● **TEXT EXCERPT**

● ● ● ● ● ● ●

Nick Gibb – 2016 Speech on Mathematics Teaching
Below is the text of the speech made by Nick Gibb, the Minister of State for Schools, in London on 12 July 2016.
Can I start by thanking you for inviting me to join you at your conference today. I hugely appreciate the work that ACME have done to inform both government policy and classroom practice since its foundation in 2002.
Since I first became Shadow Schools Minister in 2005, I have visited several hundred schools. During my visits, particularly to primary schools, I often ask whether I can speak to the class as a whole. Over the years, I have developed something of a lesson routine: I explain to pupils the job of a government minister; a little bit about how Parliament works; and a few titbits of British history. And I also quiz pupils on their general knowledge, in particular on their times tables. And I think it is becoming general knowledge that I do this, and it deters schools from inviting me.
And over the years I have noticed a change. When I ask pupils, “Do you know your times tables?” I am increasingly greeted, not with downward looks and shuffling feet, but with confident classroom cheers of “Yes!” Last month, I was in Chacewater Community Primary School in Cornwall, and every year 3 and 4 pupil I quizzed had automatic recall of all their times tables, even the tricky 7 times table, and all the way up to 12 times 12.
Now, some of you may be thinking, “The Schools minister is talking about times tables again. When will he realise that mathematics is about so much more about this?” I willingly accept that immediate recall of basic number facts is not the totality of mathematics education. Conceptual thinking and real world problem-solving are – ultimately – what we need our pupils to be able to perform once they leave school.

● ● ● ● ● ● ●

● **PROBLEMS TO SOLVE**
**a)** Reproduce the part of the speech on mathematics teaching that begins at the words "Nick Gibb –" and ends after the words "12 July 2016.".
**b)** Answer these questions using the speech on mathematics teaching:
(i) In what year was ACME founded?
(ii) In what year did the speaker first become Shadow Schools Minister?
(iii) Which school in Cornwall did the speaker visit last month?
**c)** Write the next part of the speech on mathematics teaching, continuing after its final sentence.
The rows have no connection to the speech on mathematics teaching.

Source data

● ● ● ● ● ● ●

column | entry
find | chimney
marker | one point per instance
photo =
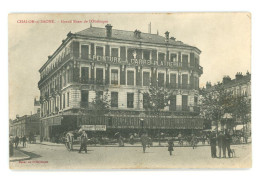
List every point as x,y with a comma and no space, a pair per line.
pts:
208,85
137,34
226,79
109,30
239,75
167,35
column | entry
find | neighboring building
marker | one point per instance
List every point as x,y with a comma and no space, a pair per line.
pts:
240,86
37,106
25,125
124,63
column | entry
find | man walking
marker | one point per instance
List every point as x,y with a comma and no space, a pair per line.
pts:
228,140
16,140
83,139
144,141
213,144
24,141
220,143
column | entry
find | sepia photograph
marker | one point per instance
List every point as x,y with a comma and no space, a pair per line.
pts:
129,91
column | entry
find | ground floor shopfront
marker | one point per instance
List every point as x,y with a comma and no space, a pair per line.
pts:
55,126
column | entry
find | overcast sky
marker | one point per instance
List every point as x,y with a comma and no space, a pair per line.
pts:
223,38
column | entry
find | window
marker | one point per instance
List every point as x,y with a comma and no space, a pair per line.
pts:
114,76
145,100
99,76
63,100
195,100
130,77
84,74
99,51
185,81
84,51
173,57
146,78
68,99
161,57
146,54
184,102
130,100
172,103
185,60
114,52
161,79
173,81
84,98
114,99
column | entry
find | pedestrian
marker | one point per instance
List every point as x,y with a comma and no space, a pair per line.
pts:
193,141
131,140
220,143
144,141
213,144
228,141
24,141
170,146
83,140
16,140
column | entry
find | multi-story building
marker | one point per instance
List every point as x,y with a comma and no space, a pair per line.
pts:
239,86
27,124
124,64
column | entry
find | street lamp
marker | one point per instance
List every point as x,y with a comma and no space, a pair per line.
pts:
142,124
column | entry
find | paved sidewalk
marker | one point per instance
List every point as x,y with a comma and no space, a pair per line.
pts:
18,156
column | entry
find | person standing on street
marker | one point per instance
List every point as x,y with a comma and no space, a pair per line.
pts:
83,139
220,143
213,144
24,141
170,146
16,141
144,141
228,140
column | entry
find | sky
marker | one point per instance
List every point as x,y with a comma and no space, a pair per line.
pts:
223,38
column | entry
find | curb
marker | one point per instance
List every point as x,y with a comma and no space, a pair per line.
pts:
26,157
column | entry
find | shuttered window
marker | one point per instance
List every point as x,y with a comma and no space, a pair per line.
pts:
114,99
130,100
130,77
146,78
161,79
114,76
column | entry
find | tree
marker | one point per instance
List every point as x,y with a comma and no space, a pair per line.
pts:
215,103
241,108
100,104
98,107
156,99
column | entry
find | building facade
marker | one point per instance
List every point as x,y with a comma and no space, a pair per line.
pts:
25,126
124,64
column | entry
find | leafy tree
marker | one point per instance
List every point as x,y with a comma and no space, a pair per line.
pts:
241,108
215,102
100,104
157,99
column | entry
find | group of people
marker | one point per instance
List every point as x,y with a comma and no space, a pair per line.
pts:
222,141
20,140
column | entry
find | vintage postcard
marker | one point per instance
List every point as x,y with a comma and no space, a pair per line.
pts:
130,91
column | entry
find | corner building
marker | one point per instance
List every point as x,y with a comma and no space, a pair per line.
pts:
124,64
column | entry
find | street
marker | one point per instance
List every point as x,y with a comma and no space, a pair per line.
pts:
57,157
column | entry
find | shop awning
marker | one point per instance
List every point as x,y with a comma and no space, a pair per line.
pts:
239,127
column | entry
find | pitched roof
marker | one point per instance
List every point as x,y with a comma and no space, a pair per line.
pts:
129,35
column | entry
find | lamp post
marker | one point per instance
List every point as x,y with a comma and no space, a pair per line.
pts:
142,124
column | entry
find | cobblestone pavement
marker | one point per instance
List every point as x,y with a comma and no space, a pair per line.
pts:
57,157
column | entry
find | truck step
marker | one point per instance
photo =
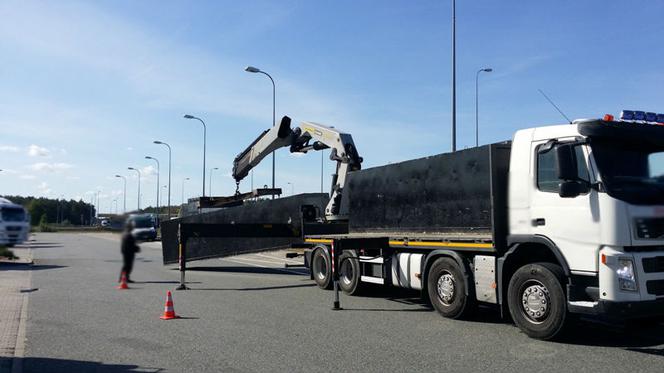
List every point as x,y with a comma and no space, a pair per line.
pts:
373,280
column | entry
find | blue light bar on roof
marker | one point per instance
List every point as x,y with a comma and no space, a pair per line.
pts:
651,117
627,115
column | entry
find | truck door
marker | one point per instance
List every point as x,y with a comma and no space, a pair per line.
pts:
571,223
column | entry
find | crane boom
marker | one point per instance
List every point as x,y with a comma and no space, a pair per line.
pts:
307,136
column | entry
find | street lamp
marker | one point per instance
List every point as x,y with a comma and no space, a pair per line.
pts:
182,199
453,75
124,193
204,140
210,186
251,69
156,160
477,85
97,209
169,175
139,186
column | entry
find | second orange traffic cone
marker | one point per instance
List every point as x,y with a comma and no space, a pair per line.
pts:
123,282
169,311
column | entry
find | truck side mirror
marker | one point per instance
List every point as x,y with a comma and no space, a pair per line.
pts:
571,189
566,163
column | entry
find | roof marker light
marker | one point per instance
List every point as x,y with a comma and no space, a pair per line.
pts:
651,117
627,115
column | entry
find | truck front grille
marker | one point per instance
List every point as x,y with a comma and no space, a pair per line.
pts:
655,287
654,264
649,228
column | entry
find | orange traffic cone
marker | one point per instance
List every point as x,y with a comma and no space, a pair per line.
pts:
169,311
123,282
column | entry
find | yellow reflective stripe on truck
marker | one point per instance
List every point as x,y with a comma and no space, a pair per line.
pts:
442,244
420,243
316,240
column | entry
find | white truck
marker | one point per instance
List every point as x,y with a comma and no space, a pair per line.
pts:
14,223
563,219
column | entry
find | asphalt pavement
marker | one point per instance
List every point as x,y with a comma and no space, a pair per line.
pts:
250,314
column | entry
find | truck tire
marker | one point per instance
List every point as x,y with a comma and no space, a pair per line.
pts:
536,300
321,268
349,274
447,289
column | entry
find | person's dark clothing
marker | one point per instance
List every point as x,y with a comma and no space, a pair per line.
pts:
129,250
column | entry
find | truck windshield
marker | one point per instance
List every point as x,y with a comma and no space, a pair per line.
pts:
631,172
13,214
143,223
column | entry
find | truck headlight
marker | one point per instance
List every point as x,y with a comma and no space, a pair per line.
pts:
626,277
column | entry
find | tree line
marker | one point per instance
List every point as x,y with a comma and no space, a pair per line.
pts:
56,211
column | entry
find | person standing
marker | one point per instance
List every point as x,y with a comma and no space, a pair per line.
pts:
129,249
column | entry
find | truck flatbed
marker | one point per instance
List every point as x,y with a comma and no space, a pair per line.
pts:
474,241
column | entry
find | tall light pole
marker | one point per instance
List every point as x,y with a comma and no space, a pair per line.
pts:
124,194
169,175
477,105
139,186
210,186
156,160
204,137
453,75
251,69
182,199
97,207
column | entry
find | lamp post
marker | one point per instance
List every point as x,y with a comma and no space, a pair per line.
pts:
139,186
210,186
124,194
204,140
156,160
453,75
182,199
477,85
169,175
251,69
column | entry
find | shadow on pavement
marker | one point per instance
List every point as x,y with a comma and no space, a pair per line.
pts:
29,267
238,269
43,246
41,364
259,288
630,336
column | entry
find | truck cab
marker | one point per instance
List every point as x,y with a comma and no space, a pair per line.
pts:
14,223
592,193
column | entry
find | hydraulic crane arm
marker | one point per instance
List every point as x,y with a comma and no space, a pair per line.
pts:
308,136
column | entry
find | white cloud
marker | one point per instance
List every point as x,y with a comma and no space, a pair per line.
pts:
50,167
38,151
9,149
148,171
43,188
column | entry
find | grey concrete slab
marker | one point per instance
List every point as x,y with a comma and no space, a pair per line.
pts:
249,314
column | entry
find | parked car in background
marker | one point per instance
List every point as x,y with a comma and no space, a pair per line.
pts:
145,227
14,223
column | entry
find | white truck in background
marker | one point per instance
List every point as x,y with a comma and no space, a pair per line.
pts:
14,223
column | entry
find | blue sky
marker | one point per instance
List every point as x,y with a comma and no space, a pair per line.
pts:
85,87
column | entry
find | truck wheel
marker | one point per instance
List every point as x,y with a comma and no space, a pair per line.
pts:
447,289
321,269
537,301
349,274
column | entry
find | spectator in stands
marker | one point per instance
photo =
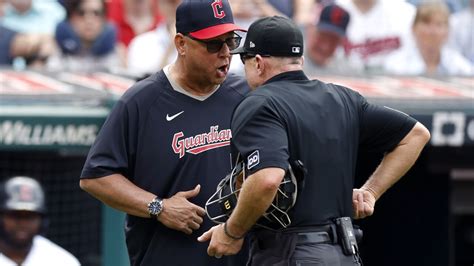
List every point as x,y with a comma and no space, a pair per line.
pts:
133,17
32,16
323,39
87,42
377,28
247,11
33,48
22,220
428,54
151,51
462,31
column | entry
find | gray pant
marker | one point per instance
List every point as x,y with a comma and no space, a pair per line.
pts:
283,249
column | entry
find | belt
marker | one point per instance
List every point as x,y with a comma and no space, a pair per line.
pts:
313,237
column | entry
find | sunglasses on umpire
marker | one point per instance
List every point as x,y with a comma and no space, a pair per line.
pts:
215,46
245,57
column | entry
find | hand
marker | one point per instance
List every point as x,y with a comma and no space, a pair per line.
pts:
180,214
363,202
220,243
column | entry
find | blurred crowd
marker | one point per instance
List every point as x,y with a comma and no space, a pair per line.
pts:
424,37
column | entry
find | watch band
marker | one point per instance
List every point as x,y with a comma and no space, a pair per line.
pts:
155,207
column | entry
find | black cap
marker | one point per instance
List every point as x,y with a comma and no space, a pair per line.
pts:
274,36
335,19
205,19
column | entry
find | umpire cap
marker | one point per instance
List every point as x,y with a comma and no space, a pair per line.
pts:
205,19
273,36
21,193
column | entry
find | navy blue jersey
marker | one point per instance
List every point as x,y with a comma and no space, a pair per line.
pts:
324,126
166,142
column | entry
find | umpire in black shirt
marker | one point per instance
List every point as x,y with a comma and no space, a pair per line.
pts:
288,117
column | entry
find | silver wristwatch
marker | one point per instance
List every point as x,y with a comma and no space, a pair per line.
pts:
155,207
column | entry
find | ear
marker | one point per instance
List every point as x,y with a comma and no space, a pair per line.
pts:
180,43
260,65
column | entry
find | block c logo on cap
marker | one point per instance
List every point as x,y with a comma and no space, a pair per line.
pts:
217,7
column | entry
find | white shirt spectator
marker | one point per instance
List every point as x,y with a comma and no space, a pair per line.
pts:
373,35
44,252
462,32
408,61
150,51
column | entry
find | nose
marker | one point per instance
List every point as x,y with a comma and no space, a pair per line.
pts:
224,51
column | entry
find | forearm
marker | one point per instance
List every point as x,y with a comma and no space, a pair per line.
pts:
119,193
396,163
256,195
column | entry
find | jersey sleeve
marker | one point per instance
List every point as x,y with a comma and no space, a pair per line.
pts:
111,151
382,128
259,135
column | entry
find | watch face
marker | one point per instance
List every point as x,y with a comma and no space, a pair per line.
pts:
154,207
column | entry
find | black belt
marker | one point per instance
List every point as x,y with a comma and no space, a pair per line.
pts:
313,238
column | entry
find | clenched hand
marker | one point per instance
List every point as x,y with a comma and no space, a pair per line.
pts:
180,214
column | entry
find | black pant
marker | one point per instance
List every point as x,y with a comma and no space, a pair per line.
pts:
284,249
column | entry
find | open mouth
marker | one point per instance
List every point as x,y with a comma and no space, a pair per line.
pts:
223,70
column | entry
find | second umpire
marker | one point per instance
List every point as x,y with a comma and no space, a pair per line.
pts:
289,117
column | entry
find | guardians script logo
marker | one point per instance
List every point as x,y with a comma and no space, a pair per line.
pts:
201,142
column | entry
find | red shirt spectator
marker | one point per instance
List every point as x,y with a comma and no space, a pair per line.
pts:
131,19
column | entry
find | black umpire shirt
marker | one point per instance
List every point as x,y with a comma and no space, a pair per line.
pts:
324,126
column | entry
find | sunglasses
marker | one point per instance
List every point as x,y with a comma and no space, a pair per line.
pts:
215,46
245,57
95,13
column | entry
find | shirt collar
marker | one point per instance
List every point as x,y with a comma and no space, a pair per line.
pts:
290,75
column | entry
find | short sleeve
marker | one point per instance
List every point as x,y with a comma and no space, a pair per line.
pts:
259,134
111,151
382,128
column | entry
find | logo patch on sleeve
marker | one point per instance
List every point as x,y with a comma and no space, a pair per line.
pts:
253,159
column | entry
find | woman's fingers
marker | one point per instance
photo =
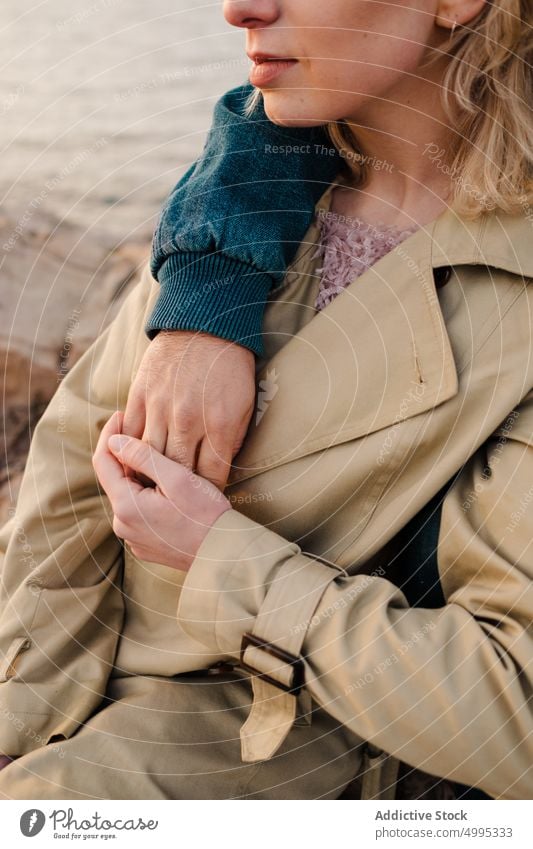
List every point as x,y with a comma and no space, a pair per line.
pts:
109,470
144,459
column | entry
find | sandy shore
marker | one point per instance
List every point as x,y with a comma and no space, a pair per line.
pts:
60,287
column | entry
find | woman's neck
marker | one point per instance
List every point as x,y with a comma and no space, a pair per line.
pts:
404,185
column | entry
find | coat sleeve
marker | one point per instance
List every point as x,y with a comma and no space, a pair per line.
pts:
234,221
446,690
61,602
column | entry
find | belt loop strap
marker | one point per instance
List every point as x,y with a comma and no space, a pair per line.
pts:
281,625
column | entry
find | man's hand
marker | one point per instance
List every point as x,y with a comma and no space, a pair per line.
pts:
192,400
162,524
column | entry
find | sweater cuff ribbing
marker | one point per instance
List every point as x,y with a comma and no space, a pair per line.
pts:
212,293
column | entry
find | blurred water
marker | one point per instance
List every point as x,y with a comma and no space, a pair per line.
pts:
104,103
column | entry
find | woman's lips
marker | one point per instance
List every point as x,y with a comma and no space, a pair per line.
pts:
266,70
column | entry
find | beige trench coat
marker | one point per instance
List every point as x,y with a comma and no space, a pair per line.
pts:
367,408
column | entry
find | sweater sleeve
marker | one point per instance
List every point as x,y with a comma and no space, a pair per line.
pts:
234,221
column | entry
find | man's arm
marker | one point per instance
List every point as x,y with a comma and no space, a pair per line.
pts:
226,235
234,222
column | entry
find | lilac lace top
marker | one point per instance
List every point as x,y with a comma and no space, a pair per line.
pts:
349,249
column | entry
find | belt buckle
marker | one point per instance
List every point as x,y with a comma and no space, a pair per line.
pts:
295,662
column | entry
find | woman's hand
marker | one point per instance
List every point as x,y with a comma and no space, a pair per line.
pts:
192,400
162,524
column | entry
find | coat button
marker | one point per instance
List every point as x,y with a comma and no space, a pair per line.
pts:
442,275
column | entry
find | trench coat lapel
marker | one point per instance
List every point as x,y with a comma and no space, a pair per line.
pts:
378,354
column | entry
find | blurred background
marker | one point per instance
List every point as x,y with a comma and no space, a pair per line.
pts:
103,106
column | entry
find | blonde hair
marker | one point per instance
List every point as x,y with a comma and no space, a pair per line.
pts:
487,95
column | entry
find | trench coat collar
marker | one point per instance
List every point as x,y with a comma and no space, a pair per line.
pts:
380,352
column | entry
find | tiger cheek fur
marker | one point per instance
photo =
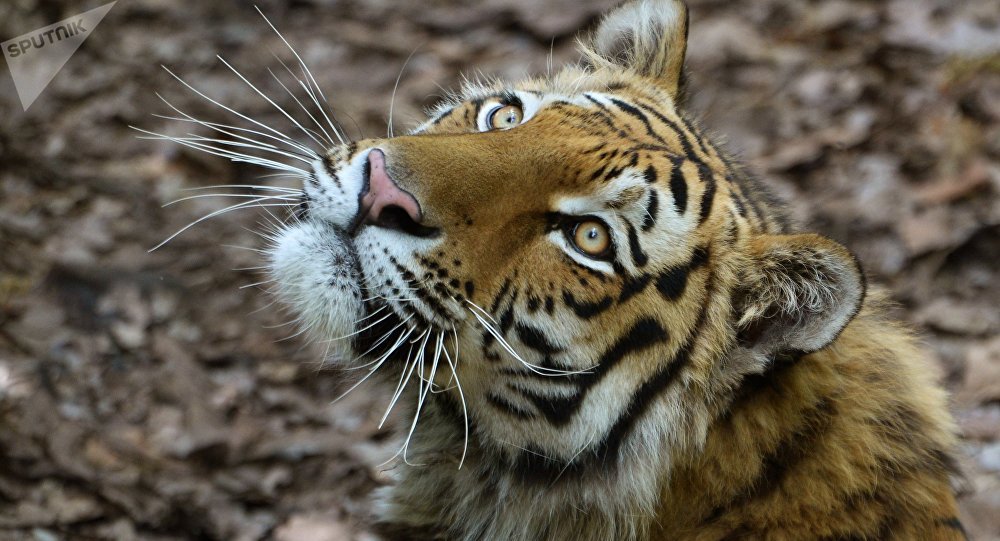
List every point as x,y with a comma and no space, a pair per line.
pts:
708,374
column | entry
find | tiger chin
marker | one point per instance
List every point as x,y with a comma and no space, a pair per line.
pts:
603,329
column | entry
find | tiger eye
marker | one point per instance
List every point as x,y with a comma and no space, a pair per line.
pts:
592,237
505,117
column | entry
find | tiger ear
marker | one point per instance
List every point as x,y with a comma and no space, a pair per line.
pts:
799,294
646,37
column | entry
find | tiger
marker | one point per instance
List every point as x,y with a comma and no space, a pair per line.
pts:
597,325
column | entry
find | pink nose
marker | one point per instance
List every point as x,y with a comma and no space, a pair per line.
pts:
383,193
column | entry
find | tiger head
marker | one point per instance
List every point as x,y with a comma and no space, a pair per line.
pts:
560,270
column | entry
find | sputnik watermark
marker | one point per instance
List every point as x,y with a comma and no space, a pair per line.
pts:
35,58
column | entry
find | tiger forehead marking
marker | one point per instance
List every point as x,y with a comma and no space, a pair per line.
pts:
603,328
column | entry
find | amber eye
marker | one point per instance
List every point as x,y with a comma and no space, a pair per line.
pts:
504,117
592,238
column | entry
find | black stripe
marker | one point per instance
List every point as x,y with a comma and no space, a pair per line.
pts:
706,176
639,257
560,410
652,388
649,174
685,143
678,185
584,309
672,282
505,406
694,133
652,209
442,116
557,410
634,111
535,339
633,286
786,457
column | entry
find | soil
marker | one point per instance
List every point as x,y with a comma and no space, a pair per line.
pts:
159,395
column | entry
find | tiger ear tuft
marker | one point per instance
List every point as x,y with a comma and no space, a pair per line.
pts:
801,291
646,37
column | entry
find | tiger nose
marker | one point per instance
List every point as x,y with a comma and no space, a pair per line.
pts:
385,204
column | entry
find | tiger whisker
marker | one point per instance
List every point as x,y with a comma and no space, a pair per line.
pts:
378,363
359,331
407,371
323,133
226,128
383,339
227,142
311,79
269,100
225,153
234,195
247,186
540,370
453,364
395,87
230,109
238,206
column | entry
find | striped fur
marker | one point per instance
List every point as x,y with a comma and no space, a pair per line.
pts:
719,376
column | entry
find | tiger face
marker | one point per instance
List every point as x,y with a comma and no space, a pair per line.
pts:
551,264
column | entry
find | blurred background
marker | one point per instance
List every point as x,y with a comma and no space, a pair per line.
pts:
158,396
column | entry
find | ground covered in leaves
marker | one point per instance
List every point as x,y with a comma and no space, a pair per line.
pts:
152,396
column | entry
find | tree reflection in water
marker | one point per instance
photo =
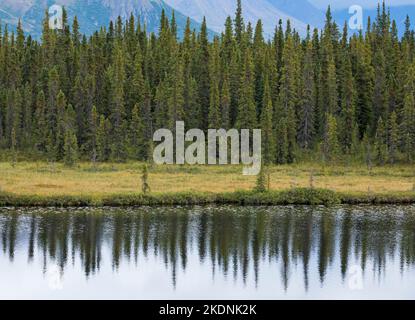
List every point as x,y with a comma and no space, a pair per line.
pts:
234,241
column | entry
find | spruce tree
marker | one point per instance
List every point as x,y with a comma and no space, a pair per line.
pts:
267,120
331,143
393,138
70,148
381,147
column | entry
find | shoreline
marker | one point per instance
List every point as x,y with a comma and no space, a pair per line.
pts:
298,196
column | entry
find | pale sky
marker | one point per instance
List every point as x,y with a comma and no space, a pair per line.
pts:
337,4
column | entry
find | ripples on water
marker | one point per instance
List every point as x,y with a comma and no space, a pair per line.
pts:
217,252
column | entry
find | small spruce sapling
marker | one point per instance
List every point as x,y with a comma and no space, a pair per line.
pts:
144,180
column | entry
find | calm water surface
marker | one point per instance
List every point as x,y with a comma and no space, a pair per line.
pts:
208,253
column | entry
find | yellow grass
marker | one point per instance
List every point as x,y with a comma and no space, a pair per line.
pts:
40,178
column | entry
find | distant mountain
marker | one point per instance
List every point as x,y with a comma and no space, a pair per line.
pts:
92,14
216,12
398,13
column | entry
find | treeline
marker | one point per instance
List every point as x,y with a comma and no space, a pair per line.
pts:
101,98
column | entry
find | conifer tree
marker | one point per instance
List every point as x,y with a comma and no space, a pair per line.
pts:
239,23
214,108
135,136
118,146
103,139
408,116
331,142
268,142
393,138
307,104
247,118
381,147
70,148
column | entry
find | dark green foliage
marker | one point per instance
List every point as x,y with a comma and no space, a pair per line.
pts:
325,90
261,184
145,187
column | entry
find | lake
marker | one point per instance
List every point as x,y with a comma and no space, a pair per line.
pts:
345,252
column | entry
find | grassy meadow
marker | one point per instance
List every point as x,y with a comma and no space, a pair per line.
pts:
43,179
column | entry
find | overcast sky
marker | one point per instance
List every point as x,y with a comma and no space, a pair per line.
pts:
365,3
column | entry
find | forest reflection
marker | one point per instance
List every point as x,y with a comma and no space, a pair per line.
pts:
233,241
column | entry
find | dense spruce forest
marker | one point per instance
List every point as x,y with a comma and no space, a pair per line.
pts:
328,96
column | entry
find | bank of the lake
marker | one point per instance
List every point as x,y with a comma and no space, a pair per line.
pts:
295,196
41,184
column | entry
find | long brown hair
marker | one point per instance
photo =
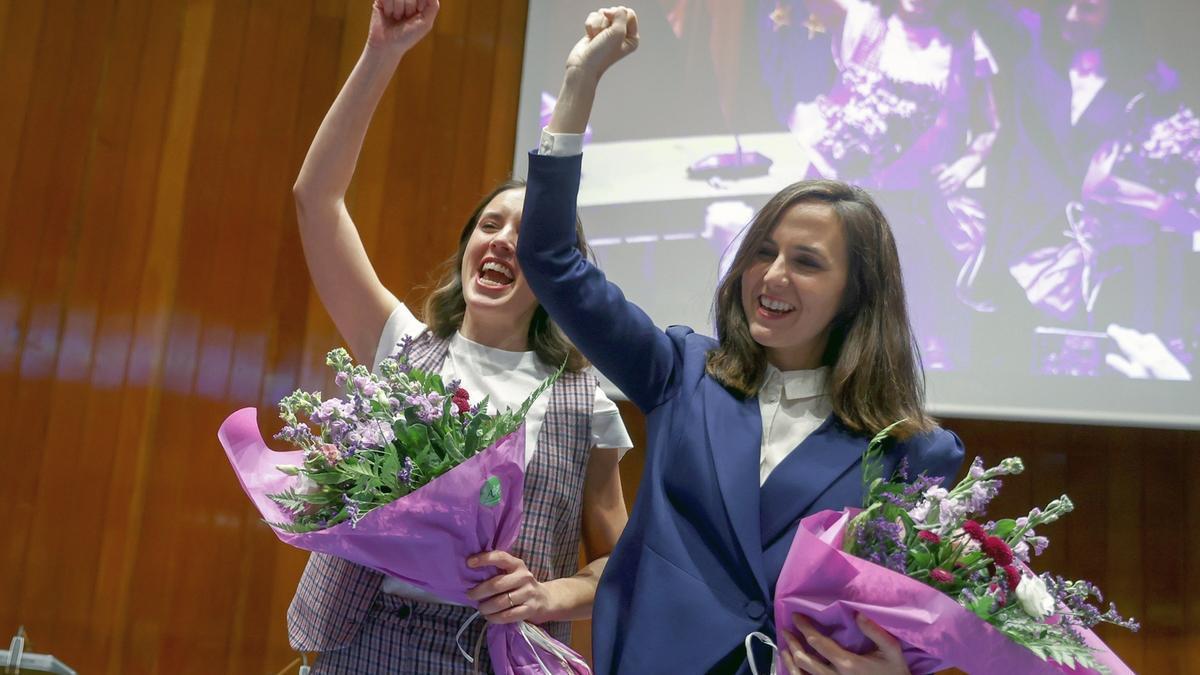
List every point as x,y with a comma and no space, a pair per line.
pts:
445,306
876,376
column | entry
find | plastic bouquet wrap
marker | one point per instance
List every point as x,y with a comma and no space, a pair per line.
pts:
954,591
402,475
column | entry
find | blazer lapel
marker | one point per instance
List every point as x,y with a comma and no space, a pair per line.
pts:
735,438
820,460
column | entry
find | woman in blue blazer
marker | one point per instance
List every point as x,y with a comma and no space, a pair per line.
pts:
814,346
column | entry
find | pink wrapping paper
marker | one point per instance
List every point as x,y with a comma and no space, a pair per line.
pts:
831,586
423,538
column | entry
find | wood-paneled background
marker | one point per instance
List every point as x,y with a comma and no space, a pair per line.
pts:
151,282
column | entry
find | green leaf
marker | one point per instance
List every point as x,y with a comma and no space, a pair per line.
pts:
1005,527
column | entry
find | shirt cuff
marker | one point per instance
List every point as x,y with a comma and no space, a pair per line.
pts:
561,144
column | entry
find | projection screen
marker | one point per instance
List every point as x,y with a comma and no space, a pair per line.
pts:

● ● ● ● ● ● ●

● **EXPECTED RESULTS**
**a)**
Nick Gibb – 2016 Speech on Mathematics Teaching
Below is the text of the speech made by Nick Gibb, the Minister of State for Schools, in London on 12 July 2016.

**b)**
(i) 2002
(ii) 2005
(iii) Chacewater Community Primary School

**c)**
But, as recent and rigorous research into cognitive psychology has shown, number knowledge and fluency in written calculation are not the antithesis of problem solving in mathematics. Rather, they are the royal road by which complex mathematical thinking is achieved.
And that is why I am so delighted to see increased evidence on the ground of schools ensuring their pupils master these basics, before more complicated mathematics is introduced.
Today, I want to celebrate a renaissance in mathematics teaching that is taking place in our schools. Currently happening on a small scale, it has the potential to revolutionise the teaching of the subject in this country.
Before I was elected to Parliament, I worked as a chartered accountant. As such, I belonged to a select group of people for whom it is not socially acceptable to claim “I can’t do maths.” For decades, this phrase – “Can’t do maths” – has been a common refrain in British culture. It is extraordinary that in a country which produced Charles Babbage and Bletchley Park, a deficiency at mathematics has come to be seen as a defining national characteristic.
But there are high-performing jurisdictions abroad, as well as exceptional schools at home, which demonstrate that the vast majority of children, if taught well, can achieve at mathematics. See for example King Solomon Academy, a non-selective school in central London.
This school places a strong focus on depth before breadth in numeracy and literacy, and in 2014, all but 5% of King Solomon Academy pupils achieved a GCSE in mathematics at grade C or above, and in fact 82% achieved at grade B or above. This is an astonishing achievement for any non-selective school, let alone an inner-city school with a proportion of disadvantaged pupils over 3 times the national average.
And King Solomon Academy is not alone: Bethnal Green Academy in east London, Thomas Telford School in the West Midlands, Emmanuel College in Gateshead, are all comprehensive schools, serving socially mixed populations, where well over 90% of pupils get a good GCSE in mathematics.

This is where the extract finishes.